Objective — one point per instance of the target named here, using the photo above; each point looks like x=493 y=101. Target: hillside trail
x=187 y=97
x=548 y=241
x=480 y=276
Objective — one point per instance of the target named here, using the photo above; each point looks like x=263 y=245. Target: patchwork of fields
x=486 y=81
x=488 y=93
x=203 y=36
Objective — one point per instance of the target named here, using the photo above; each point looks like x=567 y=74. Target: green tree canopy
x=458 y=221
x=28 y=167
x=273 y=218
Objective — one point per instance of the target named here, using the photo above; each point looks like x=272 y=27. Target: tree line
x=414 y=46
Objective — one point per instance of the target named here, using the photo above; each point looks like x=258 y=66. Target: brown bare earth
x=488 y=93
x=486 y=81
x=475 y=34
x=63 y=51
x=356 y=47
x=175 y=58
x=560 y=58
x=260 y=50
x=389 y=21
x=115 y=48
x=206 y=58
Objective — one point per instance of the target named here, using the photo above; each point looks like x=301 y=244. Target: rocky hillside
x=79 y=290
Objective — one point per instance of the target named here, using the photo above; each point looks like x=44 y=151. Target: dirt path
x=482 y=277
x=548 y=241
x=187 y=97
==
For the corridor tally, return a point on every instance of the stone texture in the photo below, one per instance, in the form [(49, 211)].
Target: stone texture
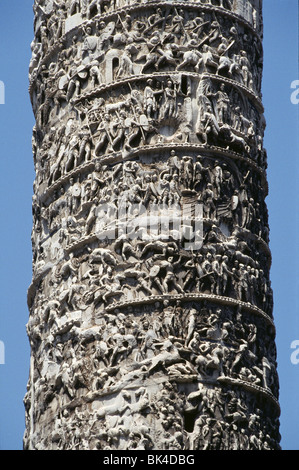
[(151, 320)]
...
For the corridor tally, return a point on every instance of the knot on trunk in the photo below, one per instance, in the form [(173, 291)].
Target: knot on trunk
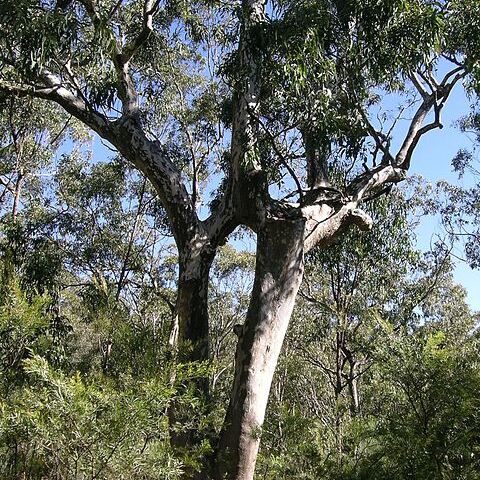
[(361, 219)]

What this task involves. When the string "every" appears in a line of the records above, that line is to be copied.

Output of the task.
For the corridor tally, return a point on every instance of the stone texture in the photo below, one per instance, in the form [(49, 211)].
For the corridor tally, return a point on every instance of the knot on trunk in the photo below, one per instance, in the form [(173, 291)].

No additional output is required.